GIVEN ENTRIES below:
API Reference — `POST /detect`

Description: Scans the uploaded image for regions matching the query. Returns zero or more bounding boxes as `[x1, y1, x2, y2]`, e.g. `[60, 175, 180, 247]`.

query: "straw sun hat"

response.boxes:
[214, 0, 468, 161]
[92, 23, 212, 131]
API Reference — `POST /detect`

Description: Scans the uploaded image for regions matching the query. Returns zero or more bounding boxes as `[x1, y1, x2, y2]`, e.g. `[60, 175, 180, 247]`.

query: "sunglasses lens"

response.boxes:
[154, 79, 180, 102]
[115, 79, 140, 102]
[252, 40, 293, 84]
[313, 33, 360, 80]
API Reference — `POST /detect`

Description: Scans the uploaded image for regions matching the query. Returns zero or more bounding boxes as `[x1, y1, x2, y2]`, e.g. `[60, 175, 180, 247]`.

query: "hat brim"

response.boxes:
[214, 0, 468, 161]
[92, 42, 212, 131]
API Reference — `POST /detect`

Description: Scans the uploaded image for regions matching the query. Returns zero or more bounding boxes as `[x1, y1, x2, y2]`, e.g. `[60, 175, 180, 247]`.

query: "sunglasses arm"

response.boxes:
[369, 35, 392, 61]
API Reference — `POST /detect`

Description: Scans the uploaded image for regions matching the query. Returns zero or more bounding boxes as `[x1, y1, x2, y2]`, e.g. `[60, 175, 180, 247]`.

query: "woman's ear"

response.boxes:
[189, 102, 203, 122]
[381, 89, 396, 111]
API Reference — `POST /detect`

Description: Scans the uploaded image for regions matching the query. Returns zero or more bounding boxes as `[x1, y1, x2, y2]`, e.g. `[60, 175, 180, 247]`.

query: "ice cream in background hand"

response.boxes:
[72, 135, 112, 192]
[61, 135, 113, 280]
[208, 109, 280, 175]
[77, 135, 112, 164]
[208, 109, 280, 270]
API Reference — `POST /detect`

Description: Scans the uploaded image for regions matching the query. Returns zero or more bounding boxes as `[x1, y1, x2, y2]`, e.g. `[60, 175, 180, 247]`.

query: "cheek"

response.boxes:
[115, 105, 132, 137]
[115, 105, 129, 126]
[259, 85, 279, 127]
End of GIVEN ENTRIES.
EXERCISE BRIEF: Your response should be the lines of the entries above that include the string "sunglasses".

OUTPUT BELOW:
query: "sunglasses lens"
query: "sunglasses arm"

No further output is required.